I need the number of lines in the following entries that hold the word "lace", and no other text.

■ **Data listing**
━━━━
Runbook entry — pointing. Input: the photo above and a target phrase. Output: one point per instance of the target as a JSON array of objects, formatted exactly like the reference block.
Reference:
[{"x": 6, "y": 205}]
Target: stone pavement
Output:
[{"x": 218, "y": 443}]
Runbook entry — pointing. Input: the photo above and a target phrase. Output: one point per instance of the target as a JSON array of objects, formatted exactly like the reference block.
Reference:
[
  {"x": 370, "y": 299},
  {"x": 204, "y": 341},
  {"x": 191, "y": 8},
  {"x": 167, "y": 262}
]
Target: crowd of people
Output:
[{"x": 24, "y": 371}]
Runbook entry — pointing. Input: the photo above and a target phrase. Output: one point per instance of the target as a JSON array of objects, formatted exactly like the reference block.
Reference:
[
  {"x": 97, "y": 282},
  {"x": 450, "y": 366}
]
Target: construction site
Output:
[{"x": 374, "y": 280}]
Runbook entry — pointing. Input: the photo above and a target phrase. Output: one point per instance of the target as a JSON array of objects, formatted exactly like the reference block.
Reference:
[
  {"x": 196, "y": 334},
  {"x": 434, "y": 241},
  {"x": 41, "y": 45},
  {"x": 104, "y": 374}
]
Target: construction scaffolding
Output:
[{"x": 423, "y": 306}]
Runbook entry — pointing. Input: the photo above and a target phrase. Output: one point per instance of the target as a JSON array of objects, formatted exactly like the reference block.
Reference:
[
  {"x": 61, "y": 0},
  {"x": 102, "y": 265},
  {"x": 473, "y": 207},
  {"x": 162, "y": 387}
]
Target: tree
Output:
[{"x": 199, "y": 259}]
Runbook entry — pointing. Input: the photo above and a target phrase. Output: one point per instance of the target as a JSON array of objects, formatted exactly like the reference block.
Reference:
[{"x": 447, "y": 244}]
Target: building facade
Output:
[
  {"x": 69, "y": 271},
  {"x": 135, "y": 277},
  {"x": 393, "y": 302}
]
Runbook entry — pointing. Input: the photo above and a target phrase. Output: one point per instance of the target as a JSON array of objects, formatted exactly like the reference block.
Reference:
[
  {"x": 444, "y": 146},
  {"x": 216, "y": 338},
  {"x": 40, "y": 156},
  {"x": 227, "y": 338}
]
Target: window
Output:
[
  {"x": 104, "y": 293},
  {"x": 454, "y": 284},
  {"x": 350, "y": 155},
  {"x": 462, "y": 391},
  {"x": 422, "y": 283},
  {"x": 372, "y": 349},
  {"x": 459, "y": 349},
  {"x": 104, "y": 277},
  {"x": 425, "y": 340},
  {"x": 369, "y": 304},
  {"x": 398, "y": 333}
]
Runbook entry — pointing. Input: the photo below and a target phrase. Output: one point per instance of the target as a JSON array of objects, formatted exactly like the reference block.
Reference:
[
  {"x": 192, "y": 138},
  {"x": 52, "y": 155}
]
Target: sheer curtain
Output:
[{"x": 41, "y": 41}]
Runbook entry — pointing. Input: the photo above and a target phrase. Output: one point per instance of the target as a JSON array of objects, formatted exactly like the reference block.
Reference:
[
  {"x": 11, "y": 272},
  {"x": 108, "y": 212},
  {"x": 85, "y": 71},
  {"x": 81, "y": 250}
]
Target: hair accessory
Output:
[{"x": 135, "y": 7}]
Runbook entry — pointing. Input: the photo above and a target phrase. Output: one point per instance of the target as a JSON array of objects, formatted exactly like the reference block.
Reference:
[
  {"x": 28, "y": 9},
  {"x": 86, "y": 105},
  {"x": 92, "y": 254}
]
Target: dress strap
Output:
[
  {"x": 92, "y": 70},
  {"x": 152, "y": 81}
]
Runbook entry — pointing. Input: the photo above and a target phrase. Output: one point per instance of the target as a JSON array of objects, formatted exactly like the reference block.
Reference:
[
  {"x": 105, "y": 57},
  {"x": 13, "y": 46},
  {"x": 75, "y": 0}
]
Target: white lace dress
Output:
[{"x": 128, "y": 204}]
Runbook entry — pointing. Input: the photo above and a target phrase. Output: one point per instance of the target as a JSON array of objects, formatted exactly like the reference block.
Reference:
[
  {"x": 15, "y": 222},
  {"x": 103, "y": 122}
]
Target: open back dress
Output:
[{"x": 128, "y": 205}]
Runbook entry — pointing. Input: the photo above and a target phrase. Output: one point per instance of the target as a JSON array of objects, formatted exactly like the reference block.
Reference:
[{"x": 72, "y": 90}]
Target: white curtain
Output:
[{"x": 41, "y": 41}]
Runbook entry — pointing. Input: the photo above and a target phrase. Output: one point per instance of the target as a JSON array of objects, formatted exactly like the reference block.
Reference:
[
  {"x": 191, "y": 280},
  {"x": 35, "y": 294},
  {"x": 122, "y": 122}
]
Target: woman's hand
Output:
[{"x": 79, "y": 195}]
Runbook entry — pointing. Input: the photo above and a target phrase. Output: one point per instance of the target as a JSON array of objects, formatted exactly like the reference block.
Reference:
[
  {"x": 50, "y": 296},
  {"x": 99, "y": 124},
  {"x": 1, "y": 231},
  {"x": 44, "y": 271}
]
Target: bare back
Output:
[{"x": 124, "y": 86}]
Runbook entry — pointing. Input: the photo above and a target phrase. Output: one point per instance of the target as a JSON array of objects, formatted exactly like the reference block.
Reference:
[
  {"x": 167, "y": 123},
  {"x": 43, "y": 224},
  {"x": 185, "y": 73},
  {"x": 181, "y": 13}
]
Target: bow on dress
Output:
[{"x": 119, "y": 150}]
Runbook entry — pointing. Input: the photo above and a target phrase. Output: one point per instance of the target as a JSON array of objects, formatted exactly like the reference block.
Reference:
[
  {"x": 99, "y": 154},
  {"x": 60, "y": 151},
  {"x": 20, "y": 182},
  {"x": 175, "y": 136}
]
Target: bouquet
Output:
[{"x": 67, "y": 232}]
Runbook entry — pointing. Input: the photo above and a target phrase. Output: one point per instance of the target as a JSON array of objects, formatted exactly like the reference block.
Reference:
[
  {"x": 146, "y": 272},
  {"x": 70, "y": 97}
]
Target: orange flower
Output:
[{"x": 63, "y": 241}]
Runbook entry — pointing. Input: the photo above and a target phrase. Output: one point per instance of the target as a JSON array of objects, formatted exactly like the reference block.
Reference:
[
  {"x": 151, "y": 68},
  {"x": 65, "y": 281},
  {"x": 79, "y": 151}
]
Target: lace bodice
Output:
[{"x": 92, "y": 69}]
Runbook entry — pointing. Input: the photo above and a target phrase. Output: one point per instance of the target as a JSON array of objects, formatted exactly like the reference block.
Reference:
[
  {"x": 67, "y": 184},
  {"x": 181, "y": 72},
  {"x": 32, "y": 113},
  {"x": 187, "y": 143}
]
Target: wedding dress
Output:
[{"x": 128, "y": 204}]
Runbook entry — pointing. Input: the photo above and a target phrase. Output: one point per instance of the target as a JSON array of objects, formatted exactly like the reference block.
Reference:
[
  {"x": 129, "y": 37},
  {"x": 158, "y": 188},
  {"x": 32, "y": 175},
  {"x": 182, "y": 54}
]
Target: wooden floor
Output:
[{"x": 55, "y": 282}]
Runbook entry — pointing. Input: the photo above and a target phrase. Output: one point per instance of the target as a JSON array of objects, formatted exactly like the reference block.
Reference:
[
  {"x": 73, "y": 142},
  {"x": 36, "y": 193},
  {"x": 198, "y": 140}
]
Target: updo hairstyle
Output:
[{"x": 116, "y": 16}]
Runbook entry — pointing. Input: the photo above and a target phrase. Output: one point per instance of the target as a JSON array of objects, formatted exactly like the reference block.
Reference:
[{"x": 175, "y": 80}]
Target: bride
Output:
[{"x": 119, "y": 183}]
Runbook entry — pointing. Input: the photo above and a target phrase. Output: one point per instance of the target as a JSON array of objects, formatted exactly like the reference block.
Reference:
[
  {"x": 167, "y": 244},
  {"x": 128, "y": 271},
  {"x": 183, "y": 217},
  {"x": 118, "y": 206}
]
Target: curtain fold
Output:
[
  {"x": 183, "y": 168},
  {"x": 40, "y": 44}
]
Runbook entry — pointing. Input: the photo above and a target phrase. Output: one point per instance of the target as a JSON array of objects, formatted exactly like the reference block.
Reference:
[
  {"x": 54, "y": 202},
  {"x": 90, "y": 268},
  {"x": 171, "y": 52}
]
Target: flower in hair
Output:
━━━━
■ **Task output**
2